= Detalhes do problema =
Reproduza, sem qualquer alteração, a passagem do texto sobre a relação do Ocidente com a China, começando em "Acredito que, fundamentalmente, essa" e seguindo até "a aprenderem mandarim.".

Neste post, Doshi refere-se àqueles que criticaram os controlos de exportação dos EUA que ele projectou como "  robôs RPC ". Isso é característico da arrogância e do desprezo que o governo Biden tinha pela perspectiva da China (e, incidentalmente, da Rússia) e causou imenso prejuízo aos Estados Unidos. Quando se tem tão pouco respeito pelo oponente a ponto de descartar as suas preocupações e comentários sumariamente como se fossem de "  robôs  " sem cérebro, não se deve surpreender quando as políticas se voltam contra eles de forma catastrófica. Os controlos de exportação de semi-condutores são um exemplo perfeito: é claro que a China teria grandes preocupações com eles, é claro que os veria como uma tentativa de sufocar o seu desenvolvimento e, é claro, faria tudo o que pudesse para impedi-los (o que fez com sucesso, à custa dos EUA:  a Nvidia caiu  de 95% de participação no mercado chinês para 0%). Mas, como os formuladores de políticas americanas como Doshi vivem numa bolha onde qualquer preocupação chinesa é inútil, já que são apenas " robôs " estúpidos que agem por conta própria, eles ignoraram tudo isso.

Sempre achei extremamente instrutivo ler textos antigos de missionários jesuítas na China, como Matteo Ricci, pois eles oferecem uma visão fascinante de como costumávamos interagir entre civilizações antes que a diferença de poder se tornasse tal que o entendimento mútuo se tornasse opcional.

Os jesuítas chegaram a uma China mais rica, mais populosa e tecnologicamente comparável à Europa. Este mundo, para todos os efeitos práticos, era multipolar e, na ausência de um desequilíbrio de poder esmagador, tínhamos que interagir com outros "  polos  " em termos de relativa igualdade, o que levava a uma genuína troca intelectual. Os missionários aprenderam chinês, estudaram os clássicos confucionistas e adaptaram a teologia católica aos contextos locais — não por um multiculturalismo iluminado, mas por necessidade. Eles entenderam o que nós esquecemos: que quando não se pode impor a sua própria estrutura, precisamos aprender a operar dentro da estrutura de outra pessoa.

Essa é a lógica que retorna às relações internacionais: um mundo onde o Ocidente não possui mais o poder avassalador para impor as suas preferências, forçando um retorno às antigas artes diplomáticas de acomodação, tradução e negociação baseadas em interesses, e não em valores.

Acredito que, fundamentalmente, essa é a principal dinâmica estrutural subjacente à mudança gradual de tom na media ocidental em relação à China: à medida que a multipolaridade se torna inegável, até mesmo os veículos de comunicação mais ideologicamente comprometidos precisam, a contragosto, adaptar a sua cobertura para se manterem ancorados na realidade. Não por uma iluminação repentina, mas por necessidade — a mesma necessidade que levou os missionários jesuítas a aprenderem mandarim.

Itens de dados
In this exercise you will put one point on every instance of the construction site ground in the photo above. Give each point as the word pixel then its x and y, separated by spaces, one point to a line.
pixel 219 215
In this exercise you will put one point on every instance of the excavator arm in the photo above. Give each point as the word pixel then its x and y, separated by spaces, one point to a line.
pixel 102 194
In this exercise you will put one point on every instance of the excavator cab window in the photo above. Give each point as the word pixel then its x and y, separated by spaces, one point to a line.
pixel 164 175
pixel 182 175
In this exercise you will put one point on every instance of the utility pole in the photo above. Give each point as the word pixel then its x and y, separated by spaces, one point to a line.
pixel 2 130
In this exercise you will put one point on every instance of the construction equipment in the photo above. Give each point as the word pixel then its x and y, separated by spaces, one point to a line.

= Tarefa concluída =
Acredito que, fundamentalmente, essa é a principal dinâmica estrutural subjacente à mudança gradual de tom na media ocidental em relação à China: à medida que a multipolaridade se torna inegável, até mesmo os veículos de comunicação mais ideologicamente comprometidos precisam, a contragosto, adaptar a sua cobertura para se manterem ancorados na realidade. Não por uma iluminação repentina, mas por necessidade — a mesma necessidade que levou os missionários jesuítas a aprenderem mandarim.